+++ Records provided +++
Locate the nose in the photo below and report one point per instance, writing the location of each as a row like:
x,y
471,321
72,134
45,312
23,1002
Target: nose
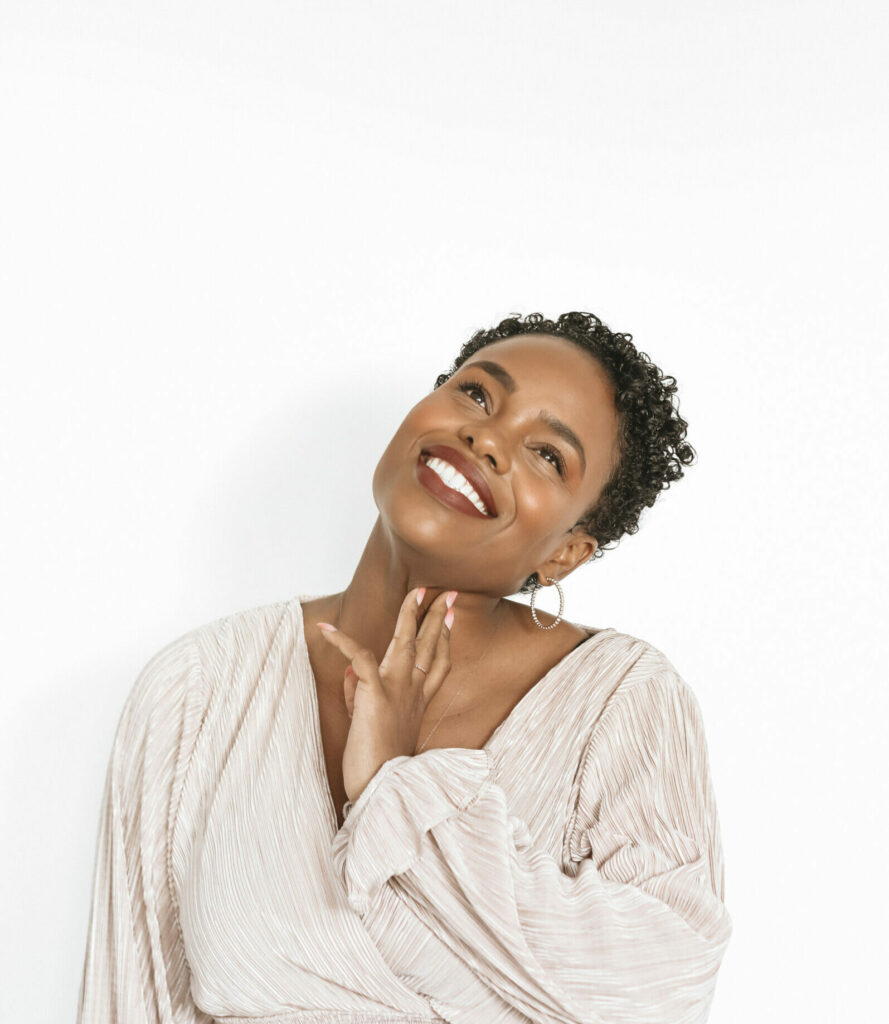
x,y
487,444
+++
What is expected: Can you write out the lines above again, swapping "nose" for "left eye" everywhere it appears and leaving everything else unchanged? Omit the picture from your answer.

Response to the exercise:
Locate the left eye in the photo below and report one point per instance, writing the location of each as a row like:
x,y
471,321
72,134
45,312
23,1002
Target: left eye
x,y
487,444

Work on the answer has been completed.